FWIW, I read a report several years ago about soundproofing and it said that carpet and carpet padding has a higher acoustic insulating value than styrofoam.  Styrofoam on the other hand has a higher thermal insulation value than carpet.

Very similar to Hank's solution, I built a frame from 2x4 lumber with a solid OSB top, then used a staplegun to hang interior and exterior walls of carpet.  The top is also covered with carpet and became a table on which I put a 6ft Gorilla rack.  The carpet stops 4 inches shy of the floor and has ventflaps cut near the top on the interior and exterior walls.  A small muffin fan is currently strapped to the compressor fins but originally was mounted, blowing outward, near the top ventflaps.  The theory being that hanging carpet absorb more sound than carpet glued to a hard surface.  The door is the end where I only stapled the carpet along the top so that I can just swing it up to get to the compressor

It works for us in our retail space, though it is still less than perfect to attempt a telephone conversation beside the box while the compressor is running.


----------



## Proud_Poppa_of_2 (Feb 17, 2008)

Thanks for chiming in, Rick.  What you say about styrofoam versus carpet makes sense to me due to the density of the styrofoam.  I also agree with hanging the carpet as opposed to affixing it to the panels if there is room to do so, although I'm not sure I will have that much space.

**Material provided:**
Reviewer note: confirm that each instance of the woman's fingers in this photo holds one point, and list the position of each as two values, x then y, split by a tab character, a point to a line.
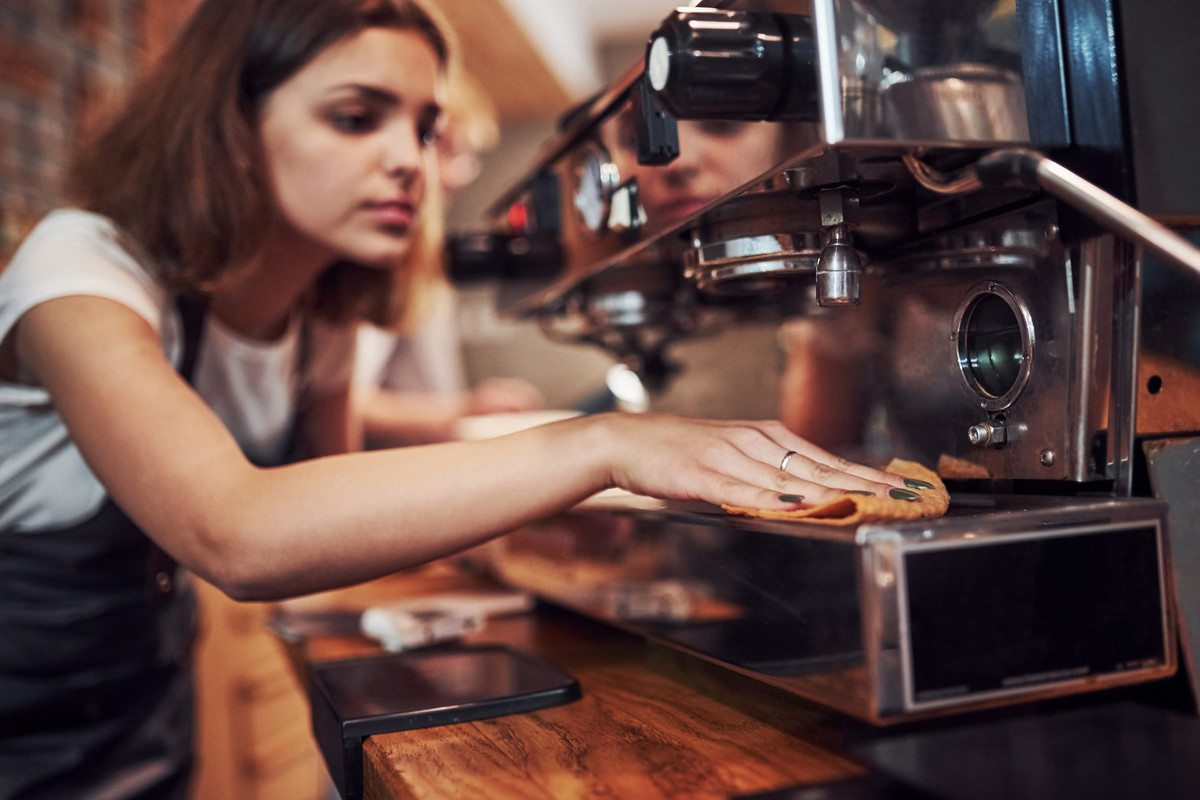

**The exercise:**
Answer these questions about the soundproofing thread:
1. According to the report described, which has a higher acoustic insulating value, carpet with padding or styrofoam?
2. How far short of the floor does the carpet on the frame stop?
3. Whom does the reply dated Feb 17, 2008 thank for chiming in?
Rely only on the text when you answer.

**Correct answer:**
1. Carpet and carpet padding
2. 4 inches
3. Rick